## [Supplied records]

┌────────

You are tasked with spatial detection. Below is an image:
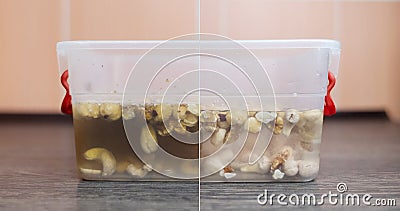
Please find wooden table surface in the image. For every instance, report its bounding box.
[0,115,400,210]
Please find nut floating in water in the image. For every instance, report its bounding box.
[83,147,117,176]
[282,109,300,137]
[217,112,231,129]
[100,103,121,121]
[122,105,137,120]
[240,155,271,174]
[271,147,293,172]
[273,116,283,135]
[187,104,200,116]
[79,168,101,176]
[255,111,276,124]
[226,110,248,125]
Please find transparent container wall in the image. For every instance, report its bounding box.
[58,40,339,181]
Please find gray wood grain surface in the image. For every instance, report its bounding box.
[0,116,400,210]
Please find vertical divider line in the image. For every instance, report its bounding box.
[197,0,201,211]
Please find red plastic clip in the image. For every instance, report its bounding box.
[324,71,336,116]
[61,70,72,115]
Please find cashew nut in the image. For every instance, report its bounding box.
[140,125,158,154]
[100,103,122,121]
[255,111,276,124]
[226,111,247,125]
[79,168,101,175]
[282,109,300,137]
[240,155,271,174]
[187,104,200,116]
[122,105,136,120]
[154,104,172,122]
[217,112,231,129]
[83,147,117,176]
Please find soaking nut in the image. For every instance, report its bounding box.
[187,104,200,116]
[100,103,121,121]
[79,168,101,175]
[226,110,247,125]
[282,109,300,137]
[255,111,276,124]
[271,147,293,172]
[217,112,231,129]
[122,105,137,120]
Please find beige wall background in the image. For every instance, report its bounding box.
[0,0,400,121]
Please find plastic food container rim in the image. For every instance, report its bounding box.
[57,39,341,50]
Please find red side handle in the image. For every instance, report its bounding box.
[324,71,336,116]
[61,70,72,115]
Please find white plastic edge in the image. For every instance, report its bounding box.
[57,39,340,51]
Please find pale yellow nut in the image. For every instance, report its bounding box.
[224,126,242,144]
[154,104,173,122]
[273,115,283,135]
[122,105,137,120]
[211,128,226,146]
[79,168,101,176]
[181,114,199,127]
[200,111,218,123]
[282,109,300,137]
[140,125,158,154]
[240,156,271,174]
[271,146,293,172]
[172,104,188,119]
[217,112,231,129]
[255,111,277,124]
[74,103,100,118]
[244,117,262,133]
[187,104,200,116]
[83,147,117,176]
[100,103,122,121]
[226,111,248,125]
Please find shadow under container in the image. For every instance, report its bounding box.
[57,40,340,182]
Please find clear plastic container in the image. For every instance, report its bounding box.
[57,36,340,182]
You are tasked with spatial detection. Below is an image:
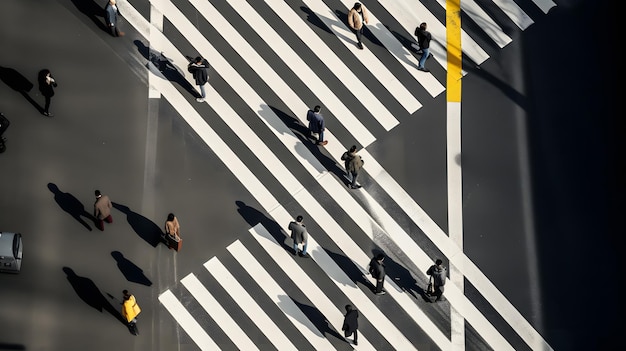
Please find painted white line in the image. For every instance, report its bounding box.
[159,290,220,351]
[249,224,376,351]
[227,240,335,350]
[454,0,513,48]
[294,1,424,114]
[376,0,489,69]
[180,274,259,350]
[204,257,298,351]
[332,0,445,97]
[265,0,398,130]
[492,0,535,30]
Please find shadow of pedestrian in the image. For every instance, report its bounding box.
[133,40,199,97]
[235,201,293,254]
[0,66,43,113]
[72,0,109,33]
[113,202,164,247]
[48,183,96,231]
[111,251,152,286]
[63,267,126,325]
[278,295,344,340]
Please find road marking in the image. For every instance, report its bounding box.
[180,274,259,350]
[227,240,335,350]
[159,290,221,351]
[204,257,298,351]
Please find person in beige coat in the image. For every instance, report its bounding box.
[93,190,113,230]
[348,2,369,50]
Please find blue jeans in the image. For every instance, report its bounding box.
[419,49,430,68]
[293,241,307,255]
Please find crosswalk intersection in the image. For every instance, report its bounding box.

└────────

Could you edit every one of the records above so that "report its bounding box" reads "give its bounding box" throughout, with nothing else changed? Leave the pictures out of your answer.

You are tasked with spatial detection. Below is an image:
Please find wooden table surface in the image. For every instance, give its bounding box.
[0,115,400,210]
Please find nut floating in water in the image. For every instance, give its bounding box.
[83,147,117,176]
[282,109,300,137]
[217,112,231,129]
[100,103,121,121]
[122,105,137,120]
[240,155,271,174]
[271,147,293,172]
[273,116,283,135]
[187,104,200,116]
[79,168,101,176]
[255,111,276,124]
[226,110,248,125]
Please find transparent container wall in the image. For every instance, give its bounding box.
[58,40,339,181]
Please find gray wood grain surface in the image. For every instance, give its bounding box.
[0,116,400,210]
Please find vertical divider line in the image. For every instance, give its bounding box.
[197,0,201,211]
Please find red plastic clip in the image. For every instance, give its bounding box.
[324,71,336,116]
[61,70,72,115]
Please find cashew nut in the image. For every instance, give its bounding box.
[140,125,158,154]
[100,103,122,121]
[255,111,276,124]
[226,111,247,125]
[79,168,101,175]
[282,109,300,137]
[240,155,271,174]
[187,104,200,116]
[122,105,136,120]
[154,104,172,122]
[217,112,231,129]
[83,147,117,176]
Please find soaking nut in the image. For every instance, give its bounding box.
[187,104,200,116]
[100,103,121,121]
[79,168,101,175]
[226,110,247,125]
[282,109,300,137]
[255,111,276,124]
[271,147,293,172]
[217,112,231,129]
[122,105,137,120]
Please find beige wall background in the image. For every instance, give its bounding box.
[0,0,400,121]
Please find plastic food container rim in the image. For every instance, give its bounding box.
[57,39,341,50]
Please find red side handle in the image. For every instance, give its bounding box.
[324,71,336,116]
[61,70,72,115]
Please find white plastic edge in the image. For every instance, give its bounding box.
[57,39,340,51]
Please find pale yellow nut in the image. For every instance, give its bounding box.
[224,126,242,144]
[154,104,173,122]
[273,115,283,135]
[122,105,137,120]
[211,128,226,146]
[79,168,101,176]
[181,114,199,127]
[200,111,218,123]
[282,109,300,137]
[140,125,158,154]
[240,156,271,174]
[271,146,293,172]
[172,104,188,119]
[217,112,231,129]
[255,111,277,124]
[74,103,100,118]
[244,117,262,133]
[187,104,200,116]
[83,147,117,176]
[100,103,122,121]
[226,111,248,125]
Please find shadow under container in the image. For every instance, give its bounding box.
[57,40,340,182]
Please find clear plastic container in the image. For every instance, give its bounding box.
[57,36,340,182]
You are tasked with spatial detection. Below is an image:
Please find painted white line in the image. For every instance, give its bounding box.
[159,290,220,351]
[249,224,376,351]
[227,240,335,350]
[454,0,513,48]
[294,1,424,114]
[376,0,489,69]
[180,274,259,350]
[204,257,298,351]
[332,0,445,97]
[265,0,398,130]
[492,0,535,30]
Please find shadow of pedestrian in the image. For every instance, give its bounding box.
[133,40,199,97]
[235,201,293,254]
[0,66,43,113]
[72,0,109,33]
[113,202,164,247]
[48,183,96,231]
[111,251,152,286]
[63,267,126,325]
[278,295,344,340]
Please find road marking in the image. For every instance, give its bounding box.
[180,274,259,350]
[227,240,335,350]
[159,290,221,351]
[204,257,298,351]
Please find person in beige coat in the image. For every instance, give its bounding box.
[93,190,113,230]
[348,2,369,50]
Please find blue jeans in the image. For every instance, give its bounding box.
[419,49,430,68]
[293,241,307,255]
Please find crosswalk intersection in the image. For every instance, give its bounding box.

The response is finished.